:: EXCERPTED TEXT ::
Harvard students through the years have shown a unanimous tendency to abbreviate just about every term they use in their four-year careers. The result of this phenomenon is the undergraduate collection of nicknames for favorite courses in the curriculum.

In fact many of the nicknames are now standard references for courses--house-hold words, if you will: "Mint Juleps" for History 165, Paul Buck's History of the South; "Ren and Ref" for History 130, Myron Gilmore's The Age of the Renaissance and Reformation; "Boats" for History 163, Maritime and Naval History with Robert Albion; "Rice Paddies" for Social Sciences 111, The History of Far Eastern Civilization; and "Chink Think" for Humanities 112, Classics of the Far East.

The Department of Architectural Sciences claims most of the nicknames: Arch Sci 20-21, Visual Composition, "Chaos and Confusion"; Arch Sci 105, The Development of Landscape Architecture, "Lawnmowers and Hedge Cutters"; Arch Sci 110, Introduction to Urban Planning, "Huts and Ruts"; and Arch Sci 124, Introduction to Design in the Visual Arts, "Spots and Dots" (a name often used for Fine Arts 171, Twentieth Century Painting).

Social Relations accounts for a large share: Soc Rel 184, Social Psychology of Crime, "Cops and Robbers"; Soc Rel 182, The Abnormal Personality, "Sluts and Nuts"; Soc Rel 131, Psychological and Social Aspects of Medicine, "Bedside Manner"; and Soc Rel 120, The Interpretation of Interpersonal Behavior, "Hostility."

:: EXERCISE PROMPT ::
Carry on the passage about Harvard students' nicknames for their courses, picking up after its last sentence.

:: EXTRACTED RECORDS ::
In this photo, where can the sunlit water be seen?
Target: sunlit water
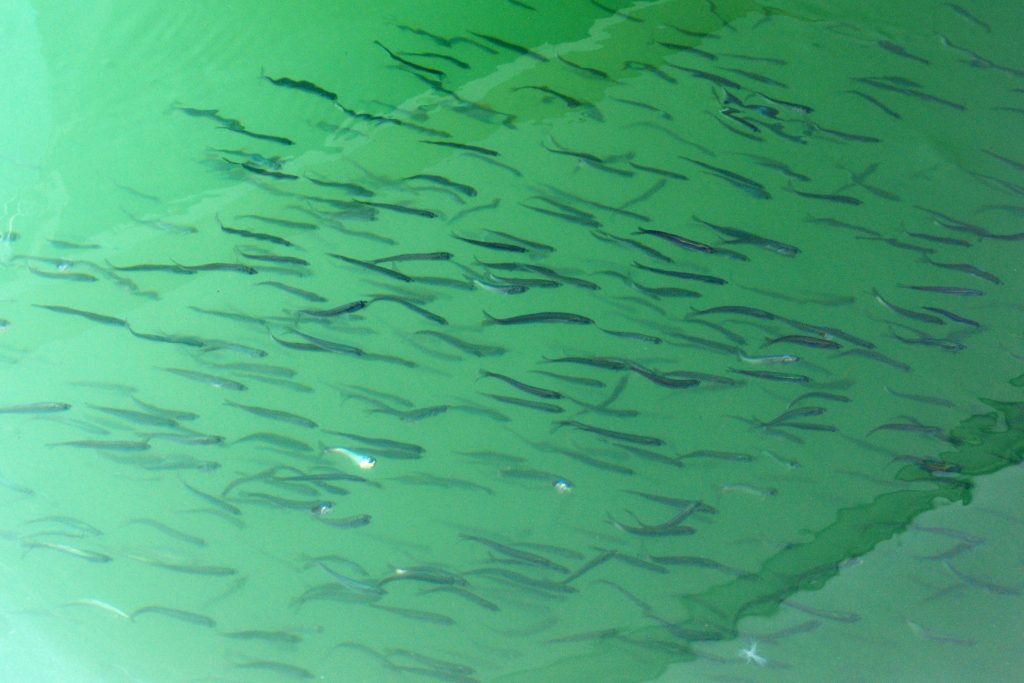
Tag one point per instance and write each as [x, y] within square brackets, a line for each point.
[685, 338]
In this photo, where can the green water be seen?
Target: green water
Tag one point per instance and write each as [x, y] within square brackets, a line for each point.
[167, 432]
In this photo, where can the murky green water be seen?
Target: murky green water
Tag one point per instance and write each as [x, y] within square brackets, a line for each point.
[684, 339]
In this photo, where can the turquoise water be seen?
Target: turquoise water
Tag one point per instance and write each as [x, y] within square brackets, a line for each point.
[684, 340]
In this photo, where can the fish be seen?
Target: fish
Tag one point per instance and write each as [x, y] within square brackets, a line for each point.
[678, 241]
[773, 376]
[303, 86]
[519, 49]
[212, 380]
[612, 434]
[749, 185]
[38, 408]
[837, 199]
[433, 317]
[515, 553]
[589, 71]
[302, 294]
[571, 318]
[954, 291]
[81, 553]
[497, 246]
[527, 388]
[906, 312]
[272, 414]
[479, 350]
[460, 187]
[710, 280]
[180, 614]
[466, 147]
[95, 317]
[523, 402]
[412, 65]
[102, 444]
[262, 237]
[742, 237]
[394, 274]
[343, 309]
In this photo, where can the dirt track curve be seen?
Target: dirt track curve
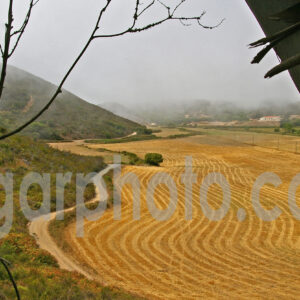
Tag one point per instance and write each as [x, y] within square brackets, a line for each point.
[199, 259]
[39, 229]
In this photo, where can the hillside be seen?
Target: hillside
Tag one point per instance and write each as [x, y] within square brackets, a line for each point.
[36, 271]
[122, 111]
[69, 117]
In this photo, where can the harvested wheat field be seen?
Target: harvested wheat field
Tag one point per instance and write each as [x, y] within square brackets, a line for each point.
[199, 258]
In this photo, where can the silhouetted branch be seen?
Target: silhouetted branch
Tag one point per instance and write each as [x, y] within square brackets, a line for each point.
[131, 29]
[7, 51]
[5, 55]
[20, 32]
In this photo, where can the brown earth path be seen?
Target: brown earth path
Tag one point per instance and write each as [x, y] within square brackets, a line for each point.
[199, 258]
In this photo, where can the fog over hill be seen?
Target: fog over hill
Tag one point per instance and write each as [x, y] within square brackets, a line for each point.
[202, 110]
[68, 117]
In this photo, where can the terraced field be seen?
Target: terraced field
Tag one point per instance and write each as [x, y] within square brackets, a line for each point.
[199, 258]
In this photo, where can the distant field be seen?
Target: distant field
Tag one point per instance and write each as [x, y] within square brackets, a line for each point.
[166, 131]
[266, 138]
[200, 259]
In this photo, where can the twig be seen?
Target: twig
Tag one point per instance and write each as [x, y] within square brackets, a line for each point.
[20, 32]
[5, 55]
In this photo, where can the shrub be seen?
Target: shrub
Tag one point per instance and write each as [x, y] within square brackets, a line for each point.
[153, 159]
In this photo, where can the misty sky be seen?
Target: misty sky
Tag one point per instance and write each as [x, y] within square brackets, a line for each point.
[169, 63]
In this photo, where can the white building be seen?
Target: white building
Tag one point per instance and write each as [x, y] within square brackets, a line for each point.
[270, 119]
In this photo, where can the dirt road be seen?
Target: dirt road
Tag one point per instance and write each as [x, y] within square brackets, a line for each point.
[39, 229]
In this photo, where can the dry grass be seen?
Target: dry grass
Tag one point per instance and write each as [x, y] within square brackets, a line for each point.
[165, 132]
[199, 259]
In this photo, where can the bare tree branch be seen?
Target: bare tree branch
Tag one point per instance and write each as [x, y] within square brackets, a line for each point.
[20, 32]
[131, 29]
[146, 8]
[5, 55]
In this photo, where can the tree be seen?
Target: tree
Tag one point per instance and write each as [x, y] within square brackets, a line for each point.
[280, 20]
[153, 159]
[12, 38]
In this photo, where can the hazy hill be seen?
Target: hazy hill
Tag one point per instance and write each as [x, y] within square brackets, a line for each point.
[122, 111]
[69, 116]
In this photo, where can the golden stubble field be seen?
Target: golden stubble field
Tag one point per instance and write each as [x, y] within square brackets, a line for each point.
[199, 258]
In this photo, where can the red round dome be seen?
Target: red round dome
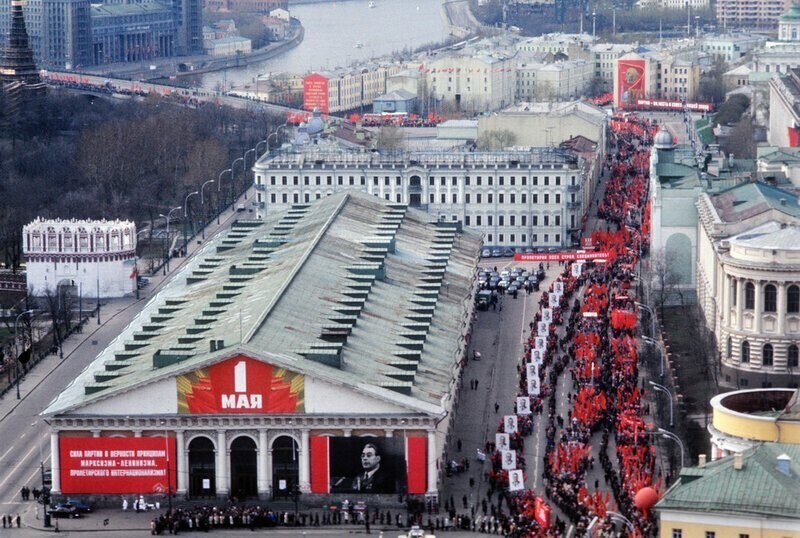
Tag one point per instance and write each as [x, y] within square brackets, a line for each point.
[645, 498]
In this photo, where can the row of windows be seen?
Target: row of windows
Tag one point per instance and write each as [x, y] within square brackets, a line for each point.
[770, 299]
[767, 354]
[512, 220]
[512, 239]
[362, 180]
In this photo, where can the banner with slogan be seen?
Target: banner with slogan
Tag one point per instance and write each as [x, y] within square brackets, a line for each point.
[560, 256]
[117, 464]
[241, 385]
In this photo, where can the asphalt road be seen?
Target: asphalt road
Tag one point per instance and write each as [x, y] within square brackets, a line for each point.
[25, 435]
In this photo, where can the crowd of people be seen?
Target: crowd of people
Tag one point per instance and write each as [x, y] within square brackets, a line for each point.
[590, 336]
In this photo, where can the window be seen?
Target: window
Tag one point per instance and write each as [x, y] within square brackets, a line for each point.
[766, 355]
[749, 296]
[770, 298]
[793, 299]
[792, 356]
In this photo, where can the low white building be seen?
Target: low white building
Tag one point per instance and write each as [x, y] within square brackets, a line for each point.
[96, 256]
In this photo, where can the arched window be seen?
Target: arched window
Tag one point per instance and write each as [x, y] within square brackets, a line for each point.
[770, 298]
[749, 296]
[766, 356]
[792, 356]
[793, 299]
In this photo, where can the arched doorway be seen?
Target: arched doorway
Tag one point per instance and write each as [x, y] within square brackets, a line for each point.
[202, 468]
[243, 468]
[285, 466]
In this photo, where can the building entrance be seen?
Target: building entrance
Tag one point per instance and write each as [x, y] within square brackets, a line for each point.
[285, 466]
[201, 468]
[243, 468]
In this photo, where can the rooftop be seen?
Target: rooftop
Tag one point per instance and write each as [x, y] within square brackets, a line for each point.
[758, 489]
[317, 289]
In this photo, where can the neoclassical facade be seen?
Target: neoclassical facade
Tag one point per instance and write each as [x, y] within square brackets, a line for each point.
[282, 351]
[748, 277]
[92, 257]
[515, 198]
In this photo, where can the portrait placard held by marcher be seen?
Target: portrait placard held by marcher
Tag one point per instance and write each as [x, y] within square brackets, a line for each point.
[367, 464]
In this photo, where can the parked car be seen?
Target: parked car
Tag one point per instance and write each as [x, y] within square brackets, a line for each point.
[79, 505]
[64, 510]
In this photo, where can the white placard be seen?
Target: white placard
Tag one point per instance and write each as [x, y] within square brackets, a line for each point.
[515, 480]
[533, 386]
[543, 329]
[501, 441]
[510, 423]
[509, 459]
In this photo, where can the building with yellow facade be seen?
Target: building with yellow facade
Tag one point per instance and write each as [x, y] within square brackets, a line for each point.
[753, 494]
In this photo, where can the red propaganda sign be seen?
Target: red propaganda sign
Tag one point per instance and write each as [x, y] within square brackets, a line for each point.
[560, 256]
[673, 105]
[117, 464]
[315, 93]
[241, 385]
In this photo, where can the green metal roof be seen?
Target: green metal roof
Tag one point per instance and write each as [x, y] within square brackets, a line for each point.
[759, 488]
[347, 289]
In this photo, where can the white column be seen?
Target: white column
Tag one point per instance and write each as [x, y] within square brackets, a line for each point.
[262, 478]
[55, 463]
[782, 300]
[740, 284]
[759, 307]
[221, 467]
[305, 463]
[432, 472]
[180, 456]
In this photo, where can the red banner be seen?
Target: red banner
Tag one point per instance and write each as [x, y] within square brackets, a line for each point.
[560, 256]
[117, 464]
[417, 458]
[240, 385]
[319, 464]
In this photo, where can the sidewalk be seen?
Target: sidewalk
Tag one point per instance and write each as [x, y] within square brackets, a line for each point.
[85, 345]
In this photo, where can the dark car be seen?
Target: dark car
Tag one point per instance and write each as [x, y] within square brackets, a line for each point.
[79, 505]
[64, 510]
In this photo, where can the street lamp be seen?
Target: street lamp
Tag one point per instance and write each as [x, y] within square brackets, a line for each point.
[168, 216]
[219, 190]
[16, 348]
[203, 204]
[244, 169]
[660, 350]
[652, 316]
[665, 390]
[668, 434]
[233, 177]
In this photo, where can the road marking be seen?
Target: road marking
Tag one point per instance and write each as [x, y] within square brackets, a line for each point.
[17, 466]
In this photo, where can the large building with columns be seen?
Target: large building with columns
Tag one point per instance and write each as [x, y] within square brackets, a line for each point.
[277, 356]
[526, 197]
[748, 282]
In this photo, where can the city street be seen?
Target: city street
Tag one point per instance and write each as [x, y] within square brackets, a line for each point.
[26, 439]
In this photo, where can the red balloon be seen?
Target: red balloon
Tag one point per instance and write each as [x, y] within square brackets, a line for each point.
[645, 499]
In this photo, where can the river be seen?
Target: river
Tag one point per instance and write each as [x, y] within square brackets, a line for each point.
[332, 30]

:: WRITTEN ANSWER ::
The subject matter of courses is not always the basis for students' nicknames. The renowned Chem 20 is known affectionately as "Feisers' Folly"; the show-manship of Eugene Rochow has won the nomenclature "Black Magic" for his Chem 1, also known as "Kiddie Chem"; Fine Arts 13 (MWF at 12) and occasionally Philosophy 75 (TuTh at 12), are called "Darkness at Noon."

Among the single-word nicknames, less common in Harvard lore and legend, are "Mousetraps" for Engineering 274b, Sanitary Parasitology including rodents and rodent controls; "Stars" for Nat Sci 9 on Astronomy; "Rocks" for Nat Sci 10 on Geology; "Gladiators" for History 109, History of the Roman Empire; and "Wheels" occasionally heard for Physics 1.

In addition, George Wald's two-year-old Nat Sci 5, The Nature of Living Things, has been termed "Baby Bio" by its devotees. One of the best known nicknames was "Wagon Wheels" for Frederick Merk's now-defunct course on the History of the Westward Movement. Outsiders sometimes called it "Cowboys and Indians."